Pictures in the data below are not part of the copy; transcribe everything else exactly.

• **Records of labeled points**
---

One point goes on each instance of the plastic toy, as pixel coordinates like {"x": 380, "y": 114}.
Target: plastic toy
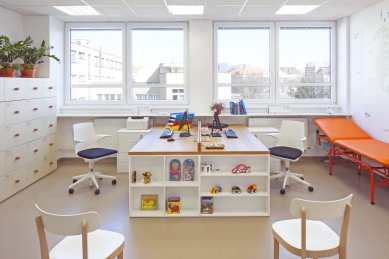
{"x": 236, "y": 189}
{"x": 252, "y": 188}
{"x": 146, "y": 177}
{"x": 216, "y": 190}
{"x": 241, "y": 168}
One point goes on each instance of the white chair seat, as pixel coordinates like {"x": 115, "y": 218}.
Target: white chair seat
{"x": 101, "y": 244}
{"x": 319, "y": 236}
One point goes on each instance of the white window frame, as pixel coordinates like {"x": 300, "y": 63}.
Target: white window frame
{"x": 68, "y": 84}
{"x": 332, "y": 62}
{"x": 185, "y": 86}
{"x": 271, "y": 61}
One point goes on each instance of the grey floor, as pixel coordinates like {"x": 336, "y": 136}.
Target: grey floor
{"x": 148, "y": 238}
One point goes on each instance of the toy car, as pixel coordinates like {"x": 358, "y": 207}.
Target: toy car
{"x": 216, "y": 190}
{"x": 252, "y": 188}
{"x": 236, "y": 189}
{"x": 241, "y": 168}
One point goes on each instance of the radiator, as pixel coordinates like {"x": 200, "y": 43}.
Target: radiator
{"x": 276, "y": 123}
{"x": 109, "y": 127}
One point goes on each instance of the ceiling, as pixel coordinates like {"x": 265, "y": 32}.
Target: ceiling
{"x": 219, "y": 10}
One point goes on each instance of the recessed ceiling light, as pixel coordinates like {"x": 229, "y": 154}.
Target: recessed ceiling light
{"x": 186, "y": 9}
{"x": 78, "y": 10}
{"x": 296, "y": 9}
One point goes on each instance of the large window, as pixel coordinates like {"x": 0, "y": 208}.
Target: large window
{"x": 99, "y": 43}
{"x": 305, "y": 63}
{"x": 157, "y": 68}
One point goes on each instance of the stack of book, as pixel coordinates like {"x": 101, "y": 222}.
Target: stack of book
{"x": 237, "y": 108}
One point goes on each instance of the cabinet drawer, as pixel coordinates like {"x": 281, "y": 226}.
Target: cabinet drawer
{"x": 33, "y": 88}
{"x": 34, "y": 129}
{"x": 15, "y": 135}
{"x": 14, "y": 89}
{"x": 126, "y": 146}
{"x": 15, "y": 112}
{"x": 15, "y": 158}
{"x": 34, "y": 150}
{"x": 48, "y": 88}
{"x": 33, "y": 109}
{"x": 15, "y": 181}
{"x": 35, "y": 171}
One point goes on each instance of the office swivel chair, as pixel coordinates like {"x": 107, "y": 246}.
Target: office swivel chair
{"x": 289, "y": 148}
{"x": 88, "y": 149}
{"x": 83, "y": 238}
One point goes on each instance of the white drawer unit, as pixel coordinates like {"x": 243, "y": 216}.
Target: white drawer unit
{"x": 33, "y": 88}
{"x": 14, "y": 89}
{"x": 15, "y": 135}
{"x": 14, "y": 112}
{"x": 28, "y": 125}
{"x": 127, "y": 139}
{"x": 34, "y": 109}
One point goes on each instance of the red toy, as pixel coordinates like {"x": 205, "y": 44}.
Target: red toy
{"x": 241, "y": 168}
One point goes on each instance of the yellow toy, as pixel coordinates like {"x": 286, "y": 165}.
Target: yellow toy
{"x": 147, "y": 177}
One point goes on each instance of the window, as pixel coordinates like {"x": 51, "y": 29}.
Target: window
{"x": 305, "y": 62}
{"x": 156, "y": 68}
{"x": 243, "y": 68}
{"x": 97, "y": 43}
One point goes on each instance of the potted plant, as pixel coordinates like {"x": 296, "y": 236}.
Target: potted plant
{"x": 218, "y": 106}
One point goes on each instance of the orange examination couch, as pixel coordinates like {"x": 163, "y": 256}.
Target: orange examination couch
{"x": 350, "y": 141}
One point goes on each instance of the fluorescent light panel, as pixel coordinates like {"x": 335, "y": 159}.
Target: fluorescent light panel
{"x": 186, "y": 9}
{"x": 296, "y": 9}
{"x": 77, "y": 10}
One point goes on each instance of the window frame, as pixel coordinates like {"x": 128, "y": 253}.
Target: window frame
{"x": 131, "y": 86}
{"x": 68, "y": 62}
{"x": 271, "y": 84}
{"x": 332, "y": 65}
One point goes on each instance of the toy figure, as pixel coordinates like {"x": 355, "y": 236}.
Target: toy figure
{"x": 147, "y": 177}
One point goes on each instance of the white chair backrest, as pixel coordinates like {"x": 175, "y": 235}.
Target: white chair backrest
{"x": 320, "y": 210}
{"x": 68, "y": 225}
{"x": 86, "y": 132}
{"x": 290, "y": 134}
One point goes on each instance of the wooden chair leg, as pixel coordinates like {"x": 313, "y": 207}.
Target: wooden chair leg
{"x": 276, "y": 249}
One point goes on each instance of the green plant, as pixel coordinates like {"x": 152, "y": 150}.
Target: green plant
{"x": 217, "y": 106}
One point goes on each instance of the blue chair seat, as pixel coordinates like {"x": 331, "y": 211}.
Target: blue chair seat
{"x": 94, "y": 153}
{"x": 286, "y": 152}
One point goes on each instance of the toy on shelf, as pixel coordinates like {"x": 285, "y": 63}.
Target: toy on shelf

---

• **Solution for this task**
One point goes on each instance of the plastic toy, as pixel coordinates like {"x": 380, "y": 114}.
Target: plastic toy
{"x": 236, "y": 189}
{"x": 252, "y": 188}
{"x": 146, "y": 177}
{"x": 216, "y": 190}
{"x": 241, "y": 168}
One point goes on each instance of the white chair seat, as pixel coordinates like {"x": 115, "y": 218}.
Target: white chair seat
{"x": 101, "y": 244}
{"x": 319, "y": 236}
One point goes on each instance of the white window frame, as pixel coordinates like {"x": 300, "y": 63}.
Target: white window frame
{"x": 68, "y": 84}
{"x": 332, "y": 62}
{"x": 185, "y": 86}
{"x": 271, "y": 61}
One point goes on each instance of the grey floor, as pixel coordinates like {"x": 336, "y": 136}.
Target: grey floor
{"x": 148, "y": 238}
One point goes on each instance of the toy car, as pixel coordinates like {"x": 358, "y": 207}.
Target: toy car
{"x": 216, "y": 190}
{"x": 252, "y": 188}
{"x": 236, "y": 189}
{"x": 241, "y": 168}
One point goes on each instance of the radiator, as pixel coordinates like {"x": 200, "y": 43}.
Target: radiator
{"x": 276, "y": 123}
{"x": 109, "y": 127}
One point goes on each instance of the ceiling, as pixel coordinates like {"x": 265, "y": 32}.
Target: ceiling
{"x": 219, "y": 10}
One point goes on each instance of the recessed ceiling light, as pixel coordinates like {"x": 229, "y": 154}.
Target: recessed ceiling light
{"x": 186, "y": 9}
{"x": 78, "y": 10}
{"x": 296, "y": 9}
One point goes on each instance of the large window, as pixel coordinates like {"x": 0, "y": 208}.
Target: large window
{"x": 99, "y": 43}
{"x": 305, "y": 63}
{"x": 157, "y": 68}
One point goes on each instance of the stack of book, as pixel coordinates like {"x": 101, "y": 222}.
Target: stack of book
{"x": 237, "y": 108}
One point goes on each instance of the cabinet drawer, as pixel coordinates like {"x": 281, "y": 226}.
Target: cabinet drawer
{"x": 33, "y": 88}
{"x": 34, "y": 129}
{"x": 15, "y": 135}
{"x": 14, "y": 89}
{"x": 126, "y": 146}
{"x": 15, "y": 112}
{"x": 15, "y": 158}
{"x": 34, "y": 150}
{"x": 48, "y": 88}
{"x": 33, "y": 109}
{"x": 15, "y": 181}
{"x": 35, "y": 171}
One point goes on each instance of the office swivel chair, as pixel coordinates like {"x": 107, "y": 246}.
Target: office swivel chair
{"x": 289, "y": 148}
{"x": 88, "y": 149}
{"x": 83, "y": 238}
One point goes on each instance of the white drawer unit, as pixel coordinates like {"x": 243, "y": 216}.
Target: white drawer unit
{"x": 33, "y": 88}
{"x": 14, "y": 89}
{"x": 15, "y": 135}
{"x": 14, "y": 112}
{"x": 28, "y": 125}
{"x": 127, "y": 139}
{"x": 34, "y": 109}
One point goes on each instance of the red toy, as pixel coordinates like {"x": 205, "y": 44}.
Target: red toy
{"x": 241, "y": 168}
One point goes on each instance of the yellow toy, as pixel coordinates like {"x": 286, "y": 165}.
Target: yellow toy
{"x": 147, "y": 177}
One point goes on each instance of the window, as pixel coordinates like {"x": 51, "y": 29}.
Target: window
{"x": 305, "y": 62}
{"x": 156, "y": 68}
{"x": 243, "y": 68}
{"x": 97, "y": 43}
One point goes on each instance of the potted plant, as pixel coordinates like {"x": 296, "y": 236}.
Target: potted plant
{"x": 218, "y": 106}
One point goes on each instance of the orange examination couch, as pixel coordinates like {"x": 163, "y": 256}.
Target: orange examination couch
{"x": 350, "y": 141}
One point goes on each instance of the fluorescent light panel, as pixel coordinates like {"x": 335, "y": 159}.
Target: fluorescent light panel
{"x": 186, "y": 9}
{"x": 296, "y": 9}
{"x": 77, "y": 10}
One point goes on each instance of the window frame, as pixel coordinates like {"x": 128, "y": 253}.
Target: window frame
{"x": 131, "y": 86}
{"x": 68, "y": 62}
{"x": 271, "y": 84}
{"x": 332, "y": 65}
One point goes on each instance of the toy figure, as pixel coordinates like {"x": 355, "y": 236}.
Target: toy figure
{"x": 147, "y": 177}
One point goes on each instance of the white chair backrest, as pixel coordinates like {"x": 175, "y": 235}.
Target: white chair backrest
{"x": 320, "y": 210}
{"x": 68, "y": 225}
{"x": 86, "y": 132}
{"x": 290, "y": 134}
One point goes on each instance of the wooden chair leg, as pixel coordinates like {"x": 313, "y": 207}.
Target: wooden chair leg
{"x": 276, "y": 249}
One point goes on each instance of the green plant, as pixel coordinates like {"x": 152, "y": 150}.
Target: green plant
{"x": 217, "y": 106}
One point goes on each instance of the blue chair seat, as pixel coordinates like {"x": 331, "y": 211}.
Target: blue chair seat
{"x": 94, "y": 153}
{"x": 286, "y": 152}
One point goes on each instance of the toy on shelf, as pixel coordinates like {"x": 285, "y": 63}.
Target: toy on shelf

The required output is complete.